* **WHAT YOU HAVE TO DO**
Copy each of the lines below word for word, leaving out the pictures.

* **TASK INPUTS**
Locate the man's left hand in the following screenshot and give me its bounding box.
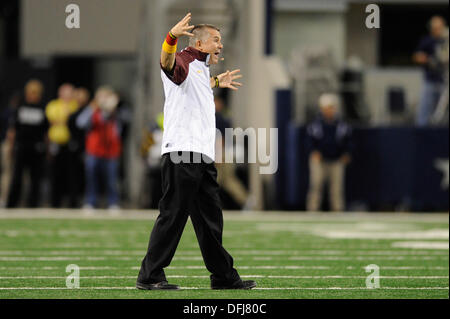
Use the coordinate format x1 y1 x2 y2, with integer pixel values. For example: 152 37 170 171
217 69 242 91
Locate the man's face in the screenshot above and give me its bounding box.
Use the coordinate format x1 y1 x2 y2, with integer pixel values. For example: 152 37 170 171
25 84 42 103
58 84 74 101
430 17 445 38
321 105 336 121
196 28 223 64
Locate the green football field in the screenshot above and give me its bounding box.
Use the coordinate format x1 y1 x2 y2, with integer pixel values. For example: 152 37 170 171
0 210 449 299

* **THE COMPLETED TASK**
Locate the man's left hand in the following screenshot and give me its bounding box.
Use the coordinate format x1 y1 x2 y2, with integer pixel values. For example: 152 37 170 171
217 69 242 91
Locate the man's face in the screenshot above and give me its bounding box.
Use the coordinate format x1 y1 x2 y2, with integer pixel values. For example: 152 37 170 171
25 84 42 103
58 84 74 101
430 17 445 38
321 105 336 121
196 28 223 64
Locate the green football field in the screenshot above and give me its bounding box.
Use the coordinate format x1 y1 x2 y2, with integer pixel values. For example: 152 37 170 171
0 210 449 299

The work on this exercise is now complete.